__VORLIEGENDER TEXT__.
══════════════════════════════

Beim Pergola bauen errichtet man keinen Laubengang

Unser modernes Wort Pergola entstammt dem Italienischen und von diesem wiederum dem Lateinischen „pergula“ entlehnt, was so viel bedeutet wie Vor- bzw. Anbau. Traditionell war sie der Übergangs- oder Vebindungsbereich zwischen Haus und Terrasse. Wie auch heute diente eine Pergola auch in der Antike eher der Zierde und weniger dem Schutz vor Wind oder Regen.

Offene Bauweise

Dementsprechend ist allen Pergolas bauen Sets normalerweise gemeinsam, dass sie nach oben hin einen halboffenen Baucharakter aufweisen. Das heißt im Klartext, dass sie gewöhnlich nicht durch ein wasserdichtes und sonnenundurchlässiges Dach gedeckt sind. Meist besteht die „Überdachung“ aus parallel verlaufenden, auf Querbalken ruhenden Lattenlamellen oder bisweilen auch einem sich diagonal überschneidenden Lattenrost. Wenn das Bauwerk jedoch ein festes Dach aufweist, bezeichnet man es normalerweise als Laubengang oder Schattendach. Nur verschrobene Geschichtsprofessoren benutzen gelegentlich den altgriechischen Ausdruck „Stoa“.

══════════════════════════════

__VERFÜGBARE DATEN__.
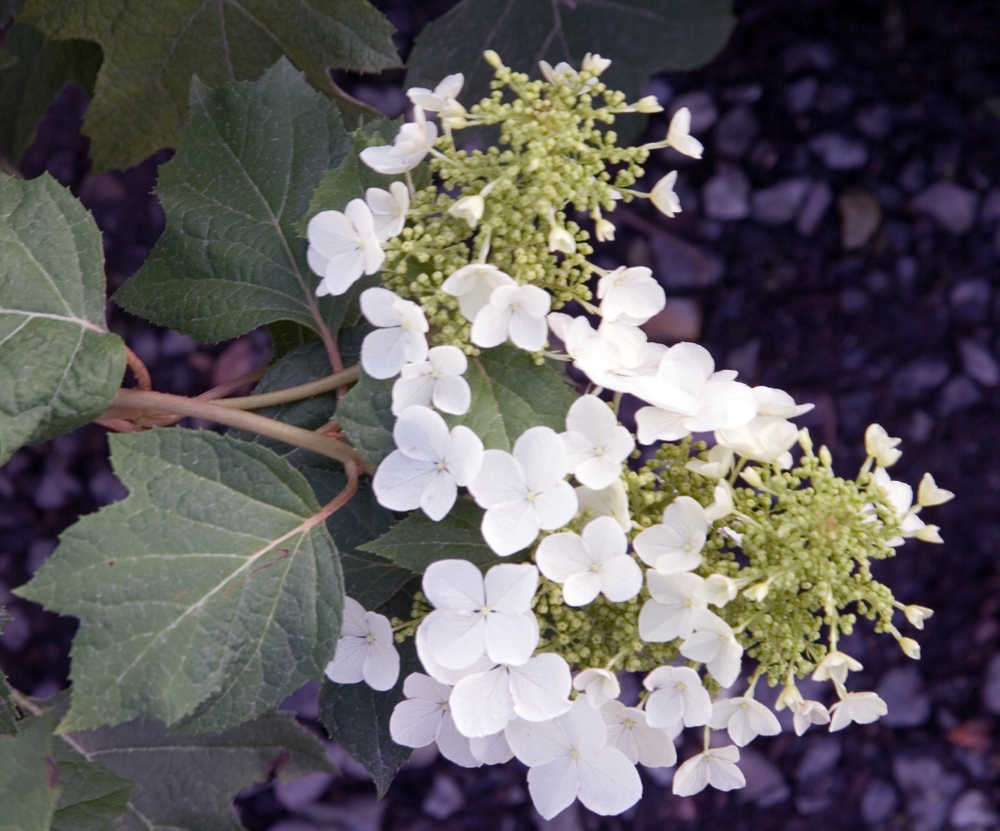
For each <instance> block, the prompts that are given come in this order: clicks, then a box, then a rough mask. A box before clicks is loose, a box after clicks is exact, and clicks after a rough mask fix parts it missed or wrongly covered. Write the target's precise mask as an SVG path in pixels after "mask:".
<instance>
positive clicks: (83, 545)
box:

══════════════════════════════

__AUFGABE 1__.
Beantworten Sie anhand des Textes über die Pergola:
(a) Auf welches lateinische Wort geht „Pergola“ zurück, und was bedeutet es?
(b) Woraus besteht die „Überdachung“ einer Pergola meist?
(c) Wie bezeichnet man das Bauwerk normalerweise, wenn es ein festes Dach hat?
__AUFGABE 2__.
Erläutern Sie gemäß dem Text über die Pergola, warum Pergola-Bausets nach oben hin gewöhnlich einen halboffenen Baucharakter haben.
__AUFGABE 3__.
Führen Sie den Text über die Pergola im Anschluss an seinen letzten Satz fort.

__ENDGÜLTIGE ANTWORT 1__.
(a) Auf „pergula“, was so viel wie Vor- bzw. Anbau bedeutet.
(b) Aus parallel verlaufenden, auf Querbalken ruhenden Lattenlamellen, bisweilen auch aus einem sich diagonal überschneidenden Lattenrost.
(c) Als Laubengang oder Schattendach.

__ENDGÜLTIGE ANTWORT 2__.
Eine Pergola diente schon in der Antike wie auch heute eher der Zierde als dem Schutz vor Wind oder Regen. Dementsprechend sind Pergola-Bausets gewöhnlich nicht durch ein wasserdichtes und sonnenundurchlässiges Dach gedeckt.

__ENDGÜLTIGE ANTWORT 3__.
Die Pergola als Rankhilfe

Die weitaus meisten Pergolabesitzer wollen sie begrünen – und für diesen Zweock ist eine Pergola sowieso bestens geeignet. Beliebt ist es in unseren Breiten, entlang der Pfeilerreihen Rebstöcke zu pflanzen, aber auch andere Rankengewächse wie z. B. Efeu eignen sich hervorragend. Man kann an den Pfosten für die noch kleinen Pflanzen zusätzliche Kletterhilfen anbringen, damit sie sie schließlich die Lamellen- oder Rostdeckung des Pergoladaches erreichen und sich darüber ausbreiten können. Im Frühjahr und dann im Sommer, wenn die Pflanzen ihre ganze Blätterpracht entfaltet haben, übernimmt die Pergola dann in der Tat die Funktion eines Schattendaches – ganz davon abgesehen, dass eine solcherlei sattgrün eingehüllte Pergola ein wahrer Blickfang ist.